• [Page extract]
===============
To be sure, I am not immune to these “ideas” because I’m aware of them. I think studies have shown the opposite can be true in many cases. I might be more inclined to succumb to social media tricks simply because I am aware of what’s going on. To be honest, that’s one of the many reasons I don’t have many social media accounts anymore. It’s simply too enjoyable.
So what does all of this have to do with following Jesus?
Well, I’ll tell you by referencing Matthew 5:27-28:
“You have heard that it was said, Do not commit adultery. But I tell you, everyone who looks at a woman lustfully has already committed adultery with her in his heart. – Matthew 5:27-28
Yes, I’m talking about adultery. Why?
In Russell Moore’s Storm-Tossed Family, he mentions briefly that affairs are often had because of a desire for novelty. Yes, novelty, especially in all things, obviously, sexual.
So, let’s just say novelty does play a large role in affairs. And let’s say based on Jesus’s words that affairs are not just having sex with someone who is not your spouse. Affairs can be in your heart, and they’re not just restricted to married people either. This is some difficult stuff to consider.
But what does this have to do with social media, including Instagram?
Everything forms us. Instagram forms us by engaging, rewarding, and enhancing our innate desires for novelty and sensuality. Desires for novel sensual experiences drive affairs. Therefore, Instagram is forming us to have affairs.
===============
• [Provided information]
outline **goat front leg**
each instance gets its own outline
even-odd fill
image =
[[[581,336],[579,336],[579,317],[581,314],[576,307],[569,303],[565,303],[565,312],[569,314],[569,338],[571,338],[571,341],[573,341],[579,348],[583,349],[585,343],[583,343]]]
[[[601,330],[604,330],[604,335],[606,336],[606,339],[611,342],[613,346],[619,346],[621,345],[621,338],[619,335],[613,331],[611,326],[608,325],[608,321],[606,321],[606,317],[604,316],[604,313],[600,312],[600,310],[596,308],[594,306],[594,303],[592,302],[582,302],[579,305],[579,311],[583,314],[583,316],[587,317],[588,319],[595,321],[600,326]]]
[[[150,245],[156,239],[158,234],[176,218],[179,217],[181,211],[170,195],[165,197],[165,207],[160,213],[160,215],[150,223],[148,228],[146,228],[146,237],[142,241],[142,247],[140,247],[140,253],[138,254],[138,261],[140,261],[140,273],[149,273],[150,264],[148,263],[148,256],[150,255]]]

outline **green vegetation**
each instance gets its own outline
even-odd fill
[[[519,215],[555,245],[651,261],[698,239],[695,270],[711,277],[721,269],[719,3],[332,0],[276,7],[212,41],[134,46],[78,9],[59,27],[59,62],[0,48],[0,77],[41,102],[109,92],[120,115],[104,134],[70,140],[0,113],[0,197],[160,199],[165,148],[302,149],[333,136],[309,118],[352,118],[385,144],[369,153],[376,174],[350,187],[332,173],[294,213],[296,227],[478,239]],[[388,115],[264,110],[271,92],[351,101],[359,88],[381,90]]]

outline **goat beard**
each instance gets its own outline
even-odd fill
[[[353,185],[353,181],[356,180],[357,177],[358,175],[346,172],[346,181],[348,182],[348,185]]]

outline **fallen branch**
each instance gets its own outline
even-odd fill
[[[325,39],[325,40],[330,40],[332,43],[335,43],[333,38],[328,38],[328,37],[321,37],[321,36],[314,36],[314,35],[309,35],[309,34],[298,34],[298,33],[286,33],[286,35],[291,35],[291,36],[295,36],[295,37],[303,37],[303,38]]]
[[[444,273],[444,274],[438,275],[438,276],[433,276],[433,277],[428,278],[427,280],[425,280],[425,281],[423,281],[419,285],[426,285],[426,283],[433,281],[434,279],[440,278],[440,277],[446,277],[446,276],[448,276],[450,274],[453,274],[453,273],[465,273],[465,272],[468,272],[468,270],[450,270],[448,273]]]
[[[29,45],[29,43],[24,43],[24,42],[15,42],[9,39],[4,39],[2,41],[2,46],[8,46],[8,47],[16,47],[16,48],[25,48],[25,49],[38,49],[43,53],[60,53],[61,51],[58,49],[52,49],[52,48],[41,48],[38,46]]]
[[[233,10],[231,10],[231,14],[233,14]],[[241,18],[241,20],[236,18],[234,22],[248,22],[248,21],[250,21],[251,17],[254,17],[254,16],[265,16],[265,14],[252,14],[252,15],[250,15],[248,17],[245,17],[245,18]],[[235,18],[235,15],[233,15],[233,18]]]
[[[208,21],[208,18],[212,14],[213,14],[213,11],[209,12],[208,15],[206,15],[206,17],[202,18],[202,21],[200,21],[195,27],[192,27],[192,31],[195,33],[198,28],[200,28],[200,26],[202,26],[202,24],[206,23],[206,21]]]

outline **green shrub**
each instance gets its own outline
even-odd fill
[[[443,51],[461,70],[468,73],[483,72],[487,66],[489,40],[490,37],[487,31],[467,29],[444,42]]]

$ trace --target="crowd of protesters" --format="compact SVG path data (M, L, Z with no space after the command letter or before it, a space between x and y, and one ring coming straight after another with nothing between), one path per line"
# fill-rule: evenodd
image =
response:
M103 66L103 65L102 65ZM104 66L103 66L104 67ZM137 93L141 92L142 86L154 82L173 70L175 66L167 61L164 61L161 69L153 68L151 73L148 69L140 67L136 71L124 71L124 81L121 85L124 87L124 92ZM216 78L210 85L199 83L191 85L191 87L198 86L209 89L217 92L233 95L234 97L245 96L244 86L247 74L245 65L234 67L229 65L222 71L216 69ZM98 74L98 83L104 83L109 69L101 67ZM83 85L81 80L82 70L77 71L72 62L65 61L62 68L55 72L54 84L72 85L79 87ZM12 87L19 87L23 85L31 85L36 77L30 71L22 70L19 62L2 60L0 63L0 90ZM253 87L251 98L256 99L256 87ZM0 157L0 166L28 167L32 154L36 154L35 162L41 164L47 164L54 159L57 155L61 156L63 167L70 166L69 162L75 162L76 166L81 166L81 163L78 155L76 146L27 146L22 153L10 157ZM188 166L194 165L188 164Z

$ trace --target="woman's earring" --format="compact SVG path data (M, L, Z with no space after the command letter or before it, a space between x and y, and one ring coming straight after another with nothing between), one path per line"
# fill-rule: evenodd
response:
===============
Copy out the entire passage about Instagram, novelty, and adultery above, word for word.

To be sure, I am not immune to these “ideas” because I’m aware of them. I think studies have shown the opposite can be true in many cases. I might be more inclined to succumb to social media tricks simply because I am aware of what’s going on. To be honest, that’s one of the many reasons I don’t have many social media accounts anymore. It’s simply too enjoyable.
So what does all of this have to do with following Jesus?
Well, I’ll tell you by referencing Matthew 5:27-28:
“You have heard that it was said, Do not commit adultery. But I tell you, everyone who looks at a woman lustfully has already committed adultery with her in his heart. – Matthew 5:27-28
Yes, I’m talking about adultery. Why?
In Russell Moore’s Storm-Tossed Family, he mentions briefly that affairs are often had because of a desire for novelty. Yes, novelty, especially in all things, obviously, sexual.
So, let’s just say novelty does play a large role in affairs. And let’s say based on Jesus’s words that affairs are not just having sex with someone who is not your spouse. Affairs can be in your heart, and they’re not just restricted to married people either. This is some difficult stuff to consider.
But what does this have to do with social media, including Instagram?
Everything forms us. Instagram forms us by engaging, rewarding, and enhancing our innate desires for novelty and sensuality. Desires for novel sensual experiences drive affairs. Therefore, Instagram is forming us to have affairs.